[[ THE DATA, beginning ]]

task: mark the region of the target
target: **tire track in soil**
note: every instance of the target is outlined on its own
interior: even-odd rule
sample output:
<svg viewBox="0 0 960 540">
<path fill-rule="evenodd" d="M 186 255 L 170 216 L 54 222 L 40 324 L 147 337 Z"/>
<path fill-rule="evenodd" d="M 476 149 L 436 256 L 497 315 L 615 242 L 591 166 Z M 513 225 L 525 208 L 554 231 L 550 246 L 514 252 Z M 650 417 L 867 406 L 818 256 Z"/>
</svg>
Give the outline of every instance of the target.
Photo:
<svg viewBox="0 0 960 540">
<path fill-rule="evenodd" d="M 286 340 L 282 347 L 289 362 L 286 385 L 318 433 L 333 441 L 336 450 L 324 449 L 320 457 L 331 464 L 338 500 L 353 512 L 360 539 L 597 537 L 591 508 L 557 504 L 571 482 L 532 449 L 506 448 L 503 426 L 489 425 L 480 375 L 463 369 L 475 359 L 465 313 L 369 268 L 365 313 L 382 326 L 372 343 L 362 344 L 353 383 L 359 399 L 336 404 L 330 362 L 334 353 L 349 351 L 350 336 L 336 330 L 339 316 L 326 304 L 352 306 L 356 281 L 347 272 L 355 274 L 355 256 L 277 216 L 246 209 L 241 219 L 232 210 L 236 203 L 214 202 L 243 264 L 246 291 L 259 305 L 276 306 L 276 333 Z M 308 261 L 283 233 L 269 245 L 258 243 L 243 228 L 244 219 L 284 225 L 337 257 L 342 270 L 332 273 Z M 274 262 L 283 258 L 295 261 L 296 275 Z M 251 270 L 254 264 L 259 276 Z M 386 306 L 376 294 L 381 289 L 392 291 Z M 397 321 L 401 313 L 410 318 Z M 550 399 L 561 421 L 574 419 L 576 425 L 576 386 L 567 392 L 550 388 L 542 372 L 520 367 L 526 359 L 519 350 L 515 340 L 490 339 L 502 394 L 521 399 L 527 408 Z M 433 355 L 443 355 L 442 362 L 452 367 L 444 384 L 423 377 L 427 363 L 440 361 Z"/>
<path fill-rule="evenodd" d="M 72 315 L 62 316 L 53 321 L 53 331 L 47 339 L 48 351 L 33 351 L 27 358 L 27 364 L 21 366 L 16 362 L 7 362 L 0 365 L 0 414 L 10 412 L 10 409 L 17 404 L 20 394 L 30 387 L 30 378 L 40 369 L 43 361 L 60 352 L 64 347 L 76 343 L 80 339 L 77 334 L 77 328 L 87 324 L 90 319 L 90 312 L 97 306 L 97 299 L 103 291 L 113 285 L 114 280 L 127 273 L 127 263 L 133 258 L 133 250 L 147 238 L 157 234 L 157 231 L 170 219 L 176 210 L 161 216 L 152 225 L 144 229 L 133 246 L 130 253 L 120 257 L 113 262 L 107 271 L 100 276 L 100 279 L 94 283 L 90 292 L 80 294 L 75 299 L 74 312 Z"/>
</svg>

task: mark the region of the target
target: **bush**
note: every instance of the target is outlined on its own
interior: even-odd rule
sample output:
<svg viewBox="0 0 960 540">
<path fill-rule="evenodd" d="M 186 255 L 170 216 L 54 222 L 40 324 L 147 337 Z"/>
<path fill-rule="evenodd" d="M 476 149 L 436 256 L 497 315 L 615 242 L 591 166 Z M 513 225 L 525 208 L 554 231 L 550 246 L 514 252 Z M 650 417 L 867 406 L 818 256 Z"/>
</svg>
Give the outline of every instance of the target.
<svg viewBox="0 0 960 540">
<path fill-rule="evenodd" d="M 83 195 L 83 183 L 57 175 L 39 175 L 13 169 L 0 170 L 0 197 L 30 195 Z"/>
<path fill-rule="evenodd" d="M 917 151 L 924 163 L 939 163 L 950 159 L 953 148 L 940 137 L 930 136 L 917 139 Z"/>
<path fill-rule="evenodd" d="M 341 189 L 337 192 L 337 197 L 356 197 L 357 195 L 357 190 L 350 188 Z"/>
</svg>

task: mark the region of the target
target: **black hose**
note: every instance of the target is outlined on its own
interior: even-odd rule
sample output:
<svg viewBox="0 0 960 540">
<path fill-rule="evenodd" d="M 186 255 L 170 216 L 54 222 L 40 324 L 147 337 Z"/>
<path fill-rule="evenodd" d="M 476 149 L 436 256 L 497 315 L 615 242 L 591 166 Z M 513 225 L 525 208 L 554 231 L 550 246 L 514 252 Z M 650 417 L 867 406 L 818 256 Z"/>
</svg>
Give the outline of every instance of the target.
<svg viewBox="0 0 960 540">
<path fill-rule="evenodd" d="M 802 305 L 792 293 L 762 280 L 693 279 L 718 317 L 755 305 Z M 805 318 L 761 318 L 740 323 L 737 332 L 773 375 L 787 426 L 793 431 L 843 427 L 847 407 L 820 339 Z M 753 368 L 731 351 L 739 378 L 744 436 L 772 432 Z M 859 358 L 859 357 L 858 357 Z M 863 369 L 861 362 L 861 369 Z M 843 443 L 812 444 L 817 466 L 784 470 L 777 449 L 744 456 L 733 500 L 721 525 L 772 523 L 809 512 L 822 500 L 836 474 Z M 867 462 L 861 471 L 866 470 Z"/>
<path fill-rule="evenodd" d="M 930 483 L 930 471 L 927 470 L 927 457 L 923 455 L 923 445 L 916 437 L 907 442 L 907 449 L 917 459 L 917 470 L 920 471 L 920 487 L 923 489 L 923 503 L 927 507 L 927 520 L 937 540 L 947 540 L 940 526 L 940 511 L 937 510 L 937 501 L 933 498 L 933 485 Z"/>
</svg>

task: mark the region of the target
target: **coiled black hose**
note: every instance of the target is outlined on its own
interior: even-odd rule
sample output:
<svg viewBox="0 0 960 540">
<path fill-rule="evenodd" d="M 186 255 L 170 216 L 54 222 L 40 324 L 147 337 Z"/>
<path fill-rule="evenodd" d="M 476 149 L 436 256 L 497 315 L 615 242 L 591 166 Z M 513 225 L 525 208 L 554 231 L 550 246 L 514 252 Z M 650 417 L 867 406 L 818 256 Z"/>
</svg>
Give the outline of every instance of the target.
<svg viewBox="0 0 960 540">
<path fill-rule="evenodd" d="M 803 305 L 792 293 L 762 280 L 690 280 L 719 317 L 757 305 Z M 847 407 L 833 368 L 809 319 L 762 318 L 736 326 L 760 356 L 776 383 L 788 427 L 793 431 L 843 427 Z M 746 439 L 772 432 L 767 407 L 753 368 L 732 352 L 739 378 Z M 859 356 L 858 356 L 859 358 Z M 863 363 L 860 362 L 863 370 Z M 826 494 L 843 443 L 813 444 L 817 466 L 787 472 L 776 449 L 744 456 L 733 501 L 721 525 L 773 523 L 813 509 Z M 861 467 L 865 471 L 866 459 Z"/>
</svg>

[[ THE DATA, end ]]

## [GOAL OF THE EXERCISE]
Reproduce the data in full. Nothing in it may be altered.

## [OUTPUT FOR THIS EXERCISE]
task: mark the region of the target
target: **tire track in soil**
note: every instance of the target is outlined on its own
interior: even-odd rule
sample output:
<svg viewBox="0 0 960 540">
<path fill-rule="evenodd" d="M 186 255 L 170 216 L 54 222 L 40 324 L 147 337 Z"/>
<path fill-rule="evenodd" d="M 476 149 L 436 256 L 497 315 L 615 242 L 591 166 Z M 513 225 L 525 208 L 554 231 L 550 246 L 514 252 Z M 650 417 L 867 406 L 818 256 Z"/>
</svg>
Give the outline of every instance of the target.
Photo:
<svg viewBox="0 0 960 540">
<path fill-rule="evenodd" d="M 286 340 L 282 347 L 289 362 L 286 385 L 318 433 L 333 441 L 336 450 L 324 449 L 320 457 L 331 464 L 338 500 L 353 512 L 360 539 L 597 537 L 591 508 L 557 504 L 571 482 L 532 449 L 506 448 L 503 426 L 489 425 L 480 375 L 463 369 L 475 359 L 465 313 L 369 268 L 365 313 L 382 326 L 372 343 L 362 344 L 353 383 L 359 399 L 336 404 L 330 362 L 334 353 L 349 351 L 350 336 L 336 330 L 339 316 L 326 304 L 352 306 L 356 281 L 347 272 L 355 274 L 355 256 L 277 216 L 246 209 L 241 219 L 232 210 L 236 203 L 214 202 L 243 264 L 246 291 L 259 305 L 276 306 L 276 333 Z M 308 261 L 283 233 L 269 245 L 258 243 L 243 228 L 244 219 L 284 225 L 337 257 L 342 270 L 332 273 Z M 274 262 L 283 258 L 295 261 L 296 275 Z M 251 270 L 254 264 L 259 276 Z M 386 306 L 376 294 L 381 289 L 392 291 Z M 397 321 L 401 313 L 410 318 Z M 550 399 L 561 421 L 574 419 L 576 425 L 576 386 L 567 392 L 550 388 L 542 372 L 520 367 L 526 359 L 519 350 L 515 340 L 490 339 L 502 394 L 521 399 L 527 408 Z M 433 355 L 443 355 L 442 362 L 452 367 L 444 384 L 423 377 L 427 363 L 440 361 Z"/>
<path fill-rule="evenodd" d="M 72 315 L 62 316 L 53 321 L 53 331 L 47 339 L 48 351 L 33 351 L 27 358 L 27 364 L 21 366 L 16 362 L 7 362 L 0 365 L 0 414 L 10 412 L 10 409 L 17 404 L 20 394 L 30 387 L 30 378 L 40 369 L 43 361 L 60 352 L 64 347 L 76 343 L 80 339 L 77 334 L 77 328 L 87 324 L 90 319 L 90 312 L 97 306 L 97 299 L 103 291 L 113 285 L 114 280 L 127 273 L 127 263 L 133 258 L 133 250 L 147 238 L 157 234 L 157 231 L 170 219 L 176 210 L 161 216 L 152 225 L 144 229 L 133 246 L 130 253 L 120 257 L 113 262 L 107 271 L 100 276 L 100 279 L 94 283 L 90 292 L 80 294 L 75 299 L 74 312 Z"/>
</svg>

task: mark the region of the target
target: **bush**
note: every instance of the target is outlined on its own
interior: even-odd rule
sample output:
<svg viewBox="0 0 960 540">
<path fill-rule="evenodd" d="M 186 255 L 170 216 L 54 222 L 40 324 L 147 337 Z"/>
<path fill-rule="evenodd" d="M 476 149 L 436 256 L 497 315 L 615 242 L 591 166 Z M 513 225 L 525 208 L 554 231 L 550 246 L 514 252 Z M 650 417 L 867 406 L 818 256 Z"/>
</svg>
Give the outline of every instance of the target.
<svg viewBox="0 0 960 540">
<path fill-rule="evenodd" d="M 83 195 L 83 183 L 57 175 L 39 175 L 13 169 L 0 170 L 0 197 L 30 195 Z"/>
<path fill-rule="evenodd" d="M 917 151 L 924 163 L 939 163 L 950 159 L 953 148 L 940 137 L 930 136 L 917 139 Z"/>
<path fill-rule="evenodd" d="M 341 189 L 337 192 L 337 197 L 356 197 L 357 195 L 357 190 L 350 188 Z"/>
</svg>

task: mark the region of the target
target: **black hose**
note: every instance of the target is outlined on its own
interior: even-odd rule
sample output:
<svg viewBox="0 0 960 540">
<path fill-rule="evenodd" d="M 186 255 L 170 216 L 54 222 L 40 324 L 147 337 Z"/>
<path fill-rule="evenodd" d="M 476 149 L 436 256 L 497 315 L 615 242 L 591 166 Z M 513 225 L 525 208 L 554 231 L 550 246 L 514 252 Z M 650 417 L 867 406 L 818 256 Z"/>
</svg>
Give the outline of every instance of the target.
<svg viewBox="0 0 960 540">
<path fill-rule="evenodd" d="M 802 305 L 792 293 L 762 280 L 693 279 L 718 317 L 755 305 Z M 805 318 L 761 318 L 740 323 L 737 332 L 773 375 L 787 426 L 793 431 L 843 427 L 847 407 L 820 339 Z M 753 368 L 731 351 L 739 378 L 744 436 L 772 432 Z M 859 358 L 859 357 L 858 357 Z M 863 369 L 861 362 L 861 369 Z M 843 443 L 812 444 L 817 466 L 784 470 L 777 449 L 744 456 L 733 500 L 721 525 L 772 523 L 809 512 L 822 500 L 836 474 Z M 867 462 L 861 471 L 866 470 Z"/>
<path fill-rule="evenodd" d="M 930 483 L 930 471 L 927 470 L 927 457 L 923 455 L 923 445 L 916 437 L 907 442 L 907 449 L 917 459 L 917 470 L 920 471 L 920 487 L 923 489 L 923 503 L 927 507 L 927 520 L 937 540 L 947 540 L 940 526 L 940 511 L 937 510 L 937 501 L 933 498 L 933 485 Z"/>
</svg>

task: mark the region of the target
target: **coiled black hose**
note: every instance of the target is outlined on its own
interior: even-odd rule
sample output:
<svg viewBox="0 0 960 540">
<path fill-rule="evenodd" d="M 186 255 L 170 216 L 54 222 L 40 324 L 147 337 Z"/>
<path fill-rule="evenodd" d="M 476 149 L 436 256 L 497 315 L 615 242 L 591 166 Z M 513 225 L 525 208 L 554 231 L 550 246 L 514 252 Z M 650 417 L 867 406 L 818 256 Z"/>
</svg>
Give the outline of every instance of the target.
<svg viewBox="0 0 960 540">
<path fill-rule="evenodd" d="M 803 305 L 792 293 L 762 280 L 690 280 L 719 317 L 757 305 Z M 847 407 L 833 368 L 809 319 L 762 318 L 736 326 L 760 356 L 776 383 L 788 427 L 793 431 L 843 427 Z M 746 439 L 772 432 L 767 407 L 753 368 L 732 352 L 739 378 Z M 859 356 L 858 356 L 859 358 Z M 863 363 L 860 362 L 863 370 Z M 826 494 L 843 443 L 813 444 L 817 466 L 787 472 L 776 449 L 744 456 L 733 501 L 721 525 L 773 523 L 813 509 Z M 861 467 L 865 471 L 866 459 Z"/>
</svg>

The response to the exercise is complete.